= Exercise brief =
In the records below, find the line that contains "locate white wall -- one point per instance", then transcribe it and every later line exactly, stopping at the final line.

[Stored items from a collection]
++++

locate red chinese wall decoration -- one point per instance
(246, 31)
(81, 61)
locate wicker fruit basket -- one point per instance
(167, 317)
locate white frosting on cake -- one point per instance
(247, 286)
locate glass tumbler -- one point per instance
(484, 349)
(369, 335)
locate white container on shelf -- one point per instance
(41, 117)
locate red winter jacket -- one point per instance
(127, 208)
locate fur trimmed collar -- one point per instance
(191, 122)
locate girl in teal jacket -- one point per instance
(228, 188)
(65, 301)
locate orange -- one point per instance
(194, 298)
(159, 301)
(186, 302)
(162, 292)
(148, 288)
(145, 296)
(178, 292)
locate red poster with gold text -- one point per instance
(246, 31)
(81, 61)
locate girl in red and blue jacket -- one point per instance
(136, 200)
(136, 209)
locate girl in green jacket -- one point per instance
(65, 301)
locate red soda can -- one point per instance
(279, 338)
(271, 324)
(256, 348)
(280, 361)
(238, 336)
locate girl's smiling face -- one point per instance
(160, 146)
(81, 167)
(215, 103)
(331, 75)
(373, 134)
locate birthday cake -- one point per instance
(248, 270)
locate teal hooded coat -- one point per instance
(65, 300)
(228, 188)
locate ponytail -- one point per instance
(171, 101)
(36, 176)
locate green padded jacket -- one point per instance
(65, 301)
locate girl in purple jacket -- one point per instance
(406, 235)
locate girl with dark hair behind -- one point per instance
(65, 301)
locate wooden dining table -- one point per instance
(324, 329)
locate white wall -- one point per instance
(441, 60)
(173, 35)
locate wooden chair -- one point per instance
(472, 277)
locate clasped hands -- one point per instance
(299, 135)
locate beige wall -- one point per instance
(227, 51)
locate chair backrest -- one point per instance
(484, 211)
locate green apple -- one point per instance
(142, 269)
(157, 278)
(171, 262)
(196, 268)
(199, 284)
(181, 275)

++++

= Solution for this exercise =
locate white wall -- one point per instance
(441, 60)
(173, 35)
locate wooden chair -- one point per instance
(472, 277)
locate clasped hands -- one point per instance
(299, 135)
locate beige wall -- one point per instance
(227, 51)
locate chair backrest -- one point per instance
(484, 211)
locate green apple -- one point per instance
(142, 269)
(157, 278)
(171, 262)
(196, 268)
(199, 284)
(181, 275)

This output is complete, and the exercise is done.